Prosigue el ensayo sobre la Sulamita del Cantar de los Cantares a partir de su última oración.

─── Fragmento del documento

El amor, como el gran ausente, sólo puede valorarse y apreciarse desde la soledad del amante (es decir, de quien ama), afirma la escritora Alejandra Atala, quien parte del análisis de la Sulamita del Cantar de los Cantares para hablar sobre el amor y el gozo del erotismo que habita en este clásico de la literatura.
Al P. Francisco Montes de Oca, sabio amigo, in memoriam
El Amor – es anterior a la Vida –
Posterior- a la Muerte –
Principio de la Creación, y
El Intérprete de la Tierra –
Emily Dickinson
Cuando se definió en el consejo editorial de esta revista el título de la presente edición –El amor, ese gran ausente–, por los caminos en este caso sospechados, de la lira, apareció de modo instantáneo el nombre de mi texto: La Sulamita… como una voz que llama, como una voz que busca actualizarse, como una voz pertinente que busca el propicio escenario o el cauce para aparecer y decir, decir-nos, decir-se, decir-me, decir-te.
Figura principal y emblemática del Cantar de los Cantares –libro que pertenece a los poéticos y sapienciales de La Biblia–, en la Sulamita se ha querido ver el nombre femenino de Salomón quien fuera hijo de David, rey de Israel y varón distinguido por su sabiduría; o Sulamita como una modalidad de la Sunamita (de Sunem), asociada directamente con Abisag, esa mujer de extraordinaria belleza a quien manda buscar el rey David, para que le diera calor en las horas mórbidas de la vejez11Re 1:3S.; en su sentido etimológico del hebreo Shûlammîth: “pacífica” o “la pacificadora”, y de ahí muy probablemente el epíteto que le da Fray Luis de León, La hierosolomitana, ciudadana de Jerusalén, o ciudadana de la paz.

──────
─── Material proporcionado

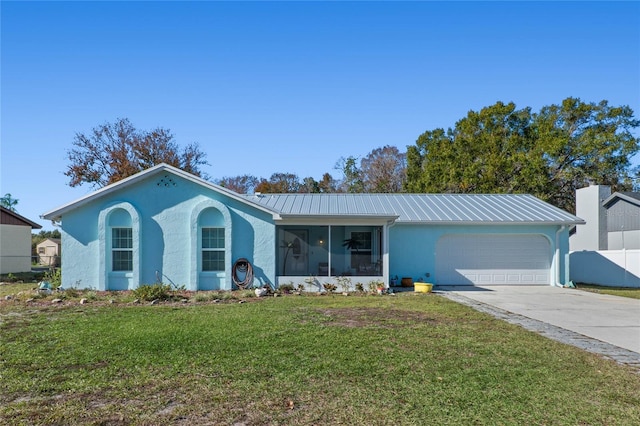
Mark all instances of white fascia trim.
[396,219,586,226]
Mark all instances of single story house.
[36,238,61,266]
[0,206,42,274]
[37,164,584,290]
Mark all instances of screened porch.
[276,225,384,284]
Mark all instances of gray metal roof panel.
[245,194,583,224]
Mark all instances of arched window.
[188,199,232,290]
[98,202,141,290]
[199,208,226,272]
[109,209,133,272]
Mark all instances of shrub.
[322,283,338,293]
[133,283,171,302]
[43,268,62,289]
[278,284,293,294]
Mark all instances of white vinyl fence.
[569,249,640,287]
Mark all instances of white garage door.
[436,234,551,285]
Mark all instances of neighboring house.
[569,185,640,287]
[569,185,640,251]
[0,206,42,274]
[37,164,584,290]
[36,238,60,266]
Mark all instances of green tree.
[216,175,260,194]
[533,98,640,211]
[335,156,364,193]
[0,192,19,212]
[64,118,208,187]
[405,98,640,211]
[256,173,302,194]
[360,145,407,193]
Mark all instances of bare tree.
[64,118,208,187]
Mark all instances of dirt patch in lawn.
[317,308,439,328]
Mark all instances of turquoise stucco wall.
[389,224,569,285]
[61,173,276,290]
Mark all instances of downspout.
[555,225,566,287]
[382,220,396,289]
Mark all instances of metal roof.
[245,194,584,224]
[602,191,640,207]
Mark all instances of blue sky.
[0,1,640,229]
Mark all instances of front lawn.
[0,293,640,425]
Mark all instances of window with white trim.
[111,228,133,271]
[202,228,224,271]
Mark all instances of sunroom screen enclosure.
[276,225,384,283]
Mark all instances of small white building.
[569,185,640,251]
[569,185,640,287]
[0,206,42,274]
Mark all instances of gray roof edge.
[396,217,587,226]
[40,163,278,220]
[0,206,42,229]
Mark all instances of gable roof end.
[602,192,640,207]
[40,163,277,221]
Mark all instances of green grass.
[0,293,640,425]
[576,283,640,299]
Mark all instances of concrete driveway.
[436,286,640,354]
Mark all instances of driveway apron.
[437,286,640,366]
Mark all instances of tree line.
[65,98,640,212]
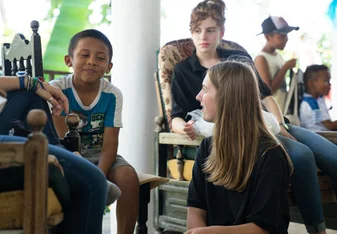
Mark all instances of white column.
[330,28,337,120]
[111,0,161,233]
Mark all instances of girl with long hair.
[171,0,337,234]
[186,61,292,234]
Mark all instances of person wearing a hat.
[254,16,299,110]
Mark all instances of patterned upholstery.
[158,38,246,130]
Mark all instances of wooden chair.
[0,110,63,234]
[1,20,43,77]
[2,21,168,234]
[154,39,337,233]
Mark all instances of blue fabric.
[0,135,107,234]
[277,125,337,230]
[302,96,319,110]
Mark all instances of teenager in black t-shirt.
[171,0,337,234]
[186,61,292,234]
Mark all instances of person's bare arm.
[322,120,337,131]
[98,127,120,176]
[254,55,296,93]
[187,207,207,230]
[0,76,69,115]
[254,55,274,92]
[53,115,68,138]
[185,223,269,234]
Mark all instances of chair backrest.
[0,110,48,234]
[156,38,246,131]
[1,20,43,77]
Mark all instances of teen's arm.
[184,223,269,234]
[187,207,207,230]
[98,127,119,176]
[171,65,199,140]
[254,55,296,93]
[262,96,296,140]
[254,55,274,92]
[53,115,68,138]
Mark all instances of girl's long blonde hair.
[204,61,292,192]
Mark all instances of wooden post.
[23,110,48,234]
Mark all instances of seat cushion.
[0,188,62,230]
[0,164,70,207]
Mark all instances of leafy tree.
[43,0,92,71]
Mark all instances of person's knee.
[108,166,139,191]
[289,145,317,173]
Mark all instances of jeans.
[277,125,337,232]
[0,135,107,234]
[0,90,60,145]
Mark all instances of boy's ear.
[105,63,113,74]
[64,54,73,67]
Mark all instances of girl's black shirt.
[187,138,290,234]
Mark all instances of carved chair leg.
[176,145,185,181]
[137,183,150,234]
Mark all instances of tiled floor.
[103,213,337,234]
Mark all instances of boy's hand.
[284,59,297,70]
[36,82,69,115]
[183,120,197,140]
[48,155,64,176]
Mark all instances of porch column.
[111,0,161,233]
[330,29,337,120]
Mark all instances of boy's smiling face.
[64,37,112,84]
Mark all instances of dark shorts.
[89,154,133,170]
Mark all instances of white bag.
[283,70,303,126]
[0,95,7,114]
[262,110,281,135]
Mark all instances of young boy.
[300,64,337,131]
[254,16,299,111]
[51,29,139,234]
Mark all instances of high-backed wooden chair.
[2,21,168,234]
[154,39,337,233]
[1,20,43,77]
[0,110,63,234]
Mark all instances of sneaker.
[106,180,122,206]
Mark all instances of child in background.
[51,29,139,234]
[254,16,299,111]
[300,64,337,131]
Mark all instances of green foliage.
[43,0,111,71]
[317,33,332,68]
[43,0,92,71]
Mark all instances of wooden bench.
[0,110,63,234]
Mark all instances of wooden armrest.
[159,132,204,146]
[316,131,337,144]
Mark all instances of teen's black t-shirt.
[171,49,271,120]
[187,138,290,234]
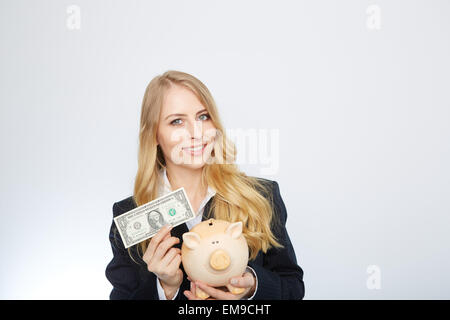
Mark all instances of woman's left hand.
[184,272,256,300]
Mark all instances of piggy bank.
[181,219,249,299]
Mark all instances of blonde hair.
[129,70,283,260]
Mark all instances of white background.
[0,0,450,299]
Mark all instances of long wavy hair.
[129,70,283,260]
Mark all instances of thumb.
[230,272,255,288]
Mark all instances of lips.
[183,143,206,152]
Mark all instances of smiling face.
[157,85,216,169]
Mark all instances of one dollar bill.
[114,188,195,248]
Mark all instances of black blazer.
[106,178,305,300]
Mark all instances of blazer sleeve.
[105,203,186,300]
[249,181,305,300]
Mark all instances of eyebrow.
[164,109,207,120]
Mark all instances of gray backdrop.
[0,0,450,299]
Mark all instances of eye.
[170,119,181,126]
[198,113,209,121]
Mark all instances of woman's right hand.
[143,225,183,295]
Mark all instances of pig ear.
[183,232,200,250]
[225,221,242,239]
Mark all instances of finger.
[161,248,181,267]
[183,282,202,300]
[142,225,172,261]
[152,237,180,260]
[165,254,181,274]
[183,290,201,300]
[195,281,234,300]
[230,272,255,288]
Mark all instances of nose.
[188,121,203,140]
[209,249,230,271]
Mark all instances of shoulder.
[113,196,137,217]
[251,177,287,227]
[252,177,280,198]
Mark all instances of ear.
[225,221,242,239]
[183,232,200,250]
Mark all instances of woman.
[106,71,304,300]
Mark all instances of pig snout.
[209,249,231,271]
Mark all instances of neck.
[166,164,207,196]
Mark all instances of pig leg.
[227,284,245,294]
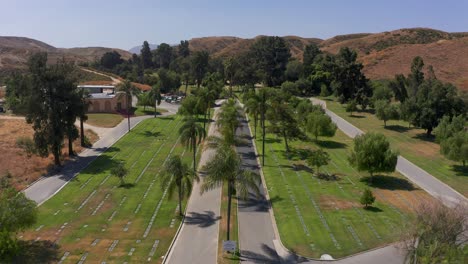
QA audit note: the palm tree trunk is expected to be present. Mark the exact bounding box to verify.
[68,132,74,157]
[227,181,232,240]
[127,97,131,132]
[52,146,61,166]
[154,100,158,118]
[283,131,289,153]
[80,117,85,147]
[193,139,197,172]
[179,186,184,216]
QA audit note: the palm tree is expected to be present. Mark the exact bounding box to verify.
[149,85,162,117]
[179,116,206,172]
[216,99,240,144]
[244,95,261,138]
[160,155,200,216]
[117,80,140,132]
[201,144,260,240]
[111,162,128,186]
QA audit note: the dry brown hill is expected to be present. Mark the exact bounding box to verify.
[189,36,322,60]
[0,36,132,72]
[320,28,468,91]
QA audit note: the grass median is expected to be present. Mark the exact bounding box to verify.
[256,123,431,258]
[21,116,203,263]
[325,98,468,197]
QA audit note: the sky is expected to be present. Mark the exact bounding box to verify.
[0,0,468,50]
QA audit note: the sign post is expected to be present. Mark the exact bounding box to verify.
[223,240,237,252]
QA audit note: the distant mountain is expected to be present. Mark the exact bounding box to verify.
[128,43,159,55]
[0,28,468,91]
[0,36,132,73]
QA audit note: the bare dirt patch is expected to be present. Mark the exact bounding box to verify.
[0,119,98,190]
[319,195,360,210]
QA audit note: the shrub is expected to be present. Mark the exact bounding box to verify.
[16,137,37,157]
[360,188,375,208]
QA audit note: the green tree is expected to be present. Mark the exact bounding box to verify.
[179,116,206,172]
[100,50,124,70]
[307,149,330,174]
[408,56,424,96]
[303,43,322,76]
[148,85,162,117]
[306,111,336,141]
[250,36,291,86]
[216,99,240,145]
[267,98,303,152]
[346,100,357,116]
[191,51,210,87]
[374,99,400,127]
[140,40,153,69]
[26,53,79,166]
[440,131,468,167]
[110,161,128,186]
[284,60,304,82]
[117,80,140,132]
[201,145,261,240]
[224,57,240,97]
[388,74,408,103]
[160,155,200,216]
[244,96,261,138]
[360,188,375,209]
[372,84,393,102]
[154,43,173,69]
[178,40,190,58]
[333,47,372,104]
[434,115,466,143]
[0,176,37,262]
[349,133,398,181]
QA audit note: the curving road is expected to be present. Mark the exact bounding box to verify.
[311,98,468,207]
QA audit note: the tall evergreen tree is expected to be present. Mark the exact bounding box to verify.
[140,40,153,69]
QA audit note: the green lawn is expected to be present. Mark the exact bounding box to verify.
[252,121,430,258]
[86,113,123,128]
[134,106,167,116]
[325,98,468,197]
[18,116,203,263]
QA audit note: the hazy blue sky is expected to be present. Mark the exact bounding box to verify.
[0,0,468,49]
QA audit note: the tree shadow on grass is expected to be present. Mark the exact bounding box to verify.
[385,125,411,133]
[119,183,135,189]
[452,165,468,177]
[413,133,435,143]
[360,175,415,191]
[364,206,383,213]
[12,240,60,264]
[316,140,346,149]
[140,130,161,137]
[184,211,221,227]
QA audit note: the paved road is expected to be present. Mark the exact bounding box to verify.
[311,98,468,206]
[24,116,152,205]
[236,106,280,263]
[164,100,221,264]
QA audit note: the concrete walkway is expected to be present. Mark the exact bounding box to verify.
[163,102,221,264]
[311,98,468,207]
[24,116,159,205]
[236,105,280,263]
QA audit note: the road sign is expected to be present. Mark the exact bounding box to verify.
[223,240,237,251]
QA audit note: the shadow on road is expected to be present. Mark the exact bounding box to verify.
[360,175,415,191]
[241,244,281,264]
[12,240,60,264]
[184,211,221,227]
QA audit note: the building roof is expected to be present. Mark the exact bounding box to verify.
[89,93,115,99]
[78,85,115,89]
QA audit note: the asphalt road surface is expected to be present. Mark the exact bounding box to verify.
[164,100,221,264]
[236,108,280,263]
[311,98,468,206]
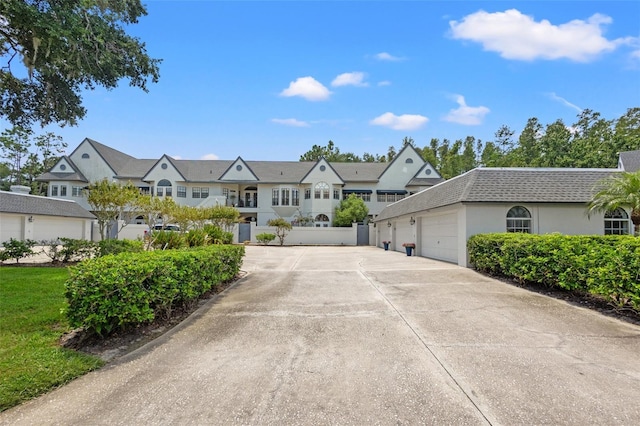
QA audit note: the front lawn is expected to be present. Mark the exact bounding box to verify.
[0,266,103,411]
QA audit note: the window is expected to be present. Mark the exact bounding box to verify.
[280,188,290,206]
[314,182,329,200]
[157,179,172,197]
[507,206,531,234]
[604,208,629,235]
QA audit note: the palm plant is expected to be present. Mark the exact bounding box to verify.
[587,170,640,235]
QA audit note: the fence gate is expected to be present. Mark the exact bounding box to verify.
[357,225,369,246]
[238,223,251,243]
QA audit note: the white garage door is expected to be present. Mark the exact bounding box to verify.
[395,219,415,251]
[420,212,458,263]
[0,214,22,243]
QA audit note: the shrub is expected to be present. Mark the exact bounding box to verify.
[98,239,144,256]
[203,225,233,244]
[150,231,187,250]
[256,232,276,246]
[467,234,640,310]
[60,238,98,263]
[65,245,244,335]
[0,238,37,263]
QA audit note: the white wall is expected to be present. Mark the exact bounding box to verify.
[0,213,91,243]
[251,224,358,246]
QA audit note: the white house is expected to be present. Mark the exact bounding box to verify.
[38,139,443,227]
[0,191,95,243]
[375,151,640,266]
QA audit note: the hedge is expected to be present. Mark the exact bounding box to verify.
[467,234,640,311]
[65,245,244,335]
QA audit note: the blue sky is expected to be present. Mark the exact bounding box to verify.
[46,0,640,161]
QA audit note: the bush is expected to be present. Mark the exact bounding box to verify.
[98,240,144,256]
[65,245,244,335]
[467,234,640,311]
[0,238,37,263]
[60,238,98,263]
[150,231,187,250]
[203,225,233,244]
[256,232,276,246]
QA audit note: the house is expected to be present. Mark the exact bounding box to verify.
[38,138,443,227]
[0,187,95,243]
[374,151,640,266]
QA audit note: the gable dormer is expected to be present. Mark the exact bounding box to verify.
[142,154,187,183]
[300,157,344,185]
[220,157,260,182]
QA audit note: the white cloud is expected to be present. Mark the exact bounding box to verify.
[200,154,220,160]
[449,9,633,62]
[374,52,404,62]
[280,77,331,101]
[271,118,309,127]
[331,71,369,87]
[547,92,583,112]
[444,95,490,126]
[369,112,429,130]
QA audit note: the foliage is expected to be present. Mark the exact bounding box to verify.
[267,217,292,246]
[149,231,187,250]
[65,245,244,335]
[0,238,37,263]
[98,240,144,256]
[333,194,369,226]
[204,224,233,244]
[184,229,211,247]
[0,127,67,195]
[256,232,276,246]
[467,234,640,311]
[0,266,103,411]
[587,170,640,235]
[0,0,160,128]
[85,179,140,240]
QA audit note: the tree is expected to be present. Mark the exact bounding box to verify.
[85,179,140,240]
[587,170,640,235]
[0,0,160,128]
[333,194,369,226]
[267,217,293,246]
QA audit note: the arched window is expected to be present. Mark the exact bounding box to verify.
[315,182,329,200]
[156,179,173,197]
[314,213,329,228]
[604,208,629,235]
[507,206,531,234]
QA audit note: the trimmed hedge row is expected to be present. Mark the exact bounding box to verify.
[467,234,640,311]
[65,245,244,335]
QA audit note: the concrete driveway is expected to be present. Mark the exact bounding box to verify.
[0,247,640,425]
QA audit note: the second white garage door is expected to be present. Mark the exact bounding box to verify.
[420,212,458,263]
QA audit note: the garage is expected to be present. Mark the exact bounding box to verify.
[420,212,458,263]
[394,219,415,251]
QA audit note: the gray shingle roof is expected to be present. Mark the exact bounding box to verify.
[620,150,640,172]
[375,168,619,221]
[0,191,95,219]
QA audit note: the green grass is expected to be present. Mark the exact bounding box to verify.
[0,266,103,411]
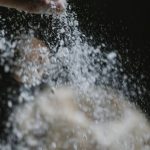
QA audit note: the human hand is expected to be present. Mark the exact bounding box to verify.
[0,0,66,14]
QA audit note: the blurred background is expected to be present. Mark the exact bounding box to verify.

──────

Resultado a continuación:
Escrito en Palestina en el siglo IV a. C., el Cantar de los Cantares, según eruditos como el P. Francisco Montes de Oca (1923-2018) –sacerdote español y exégeta de La Biblia de Jerusalén–, nos dice que aun cuando se le atribuye a Salomón, no pudo haber sido de su autoría, primero, por la forma y las palabras de su escritura, preponderantemente hebreas, si acaso algunos arameísmos y eventuales palabras persas; después, por cuestiones cronológicas no coincide, ya que el mencionado rey de Israel vivió y reinó en el siglo X a. C. Sin embargo, cuando se dice que el Cantar de los Cantares es de Salomón es por la nobleza, la excelencia y el depurado de sabiduría que rezuma este canto de amor por antonomasia que da inicio con la Sulamita, quien por decir poco, embiste a los ojos por la extraordinaria docilidad y firmeza en la voz que emite, sin aspavientos, sin juicios, sin artilugios, franca y derecha, en un requiebro que es un anhelo, que es añoranza, que es Deseo y que nos remite inigualablemente al gran ausente:
¡Que me bese con los besos de su boca!2 Cantar de los Cantares. Biblia de Jerusalén, “Sepan cuantos…”, Ed. Porrúa. México, 1986. P. 913.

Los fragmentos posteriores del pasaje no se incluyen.